**DATASET ENTRIES**
= = =
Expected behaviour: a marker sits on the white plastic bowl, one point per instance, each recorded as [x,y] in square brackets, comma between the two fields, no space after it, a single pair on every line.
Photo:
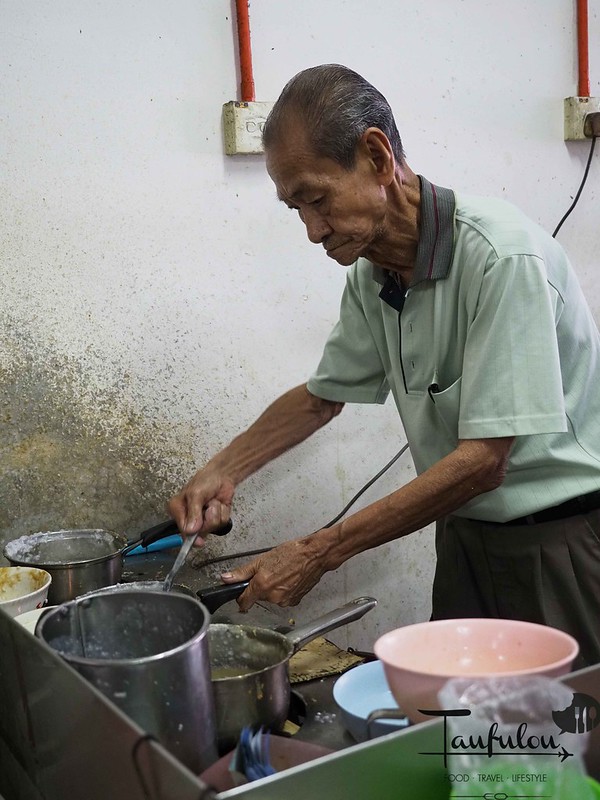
[23,589]
[29,619]
[359,692]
= = =
**THE PROBLEM**
Print every line of the items above word for word, omitting the pictures.

**FULL SOLUTION**
Expected behaviour: a marker sits on the white plastic bowl, one point per instance, each recorded as [x,y] in square brackets, comma between the two fields, no space after it, a single pair on every line.
Photo:
[23,589]
[29,619]
[359,692]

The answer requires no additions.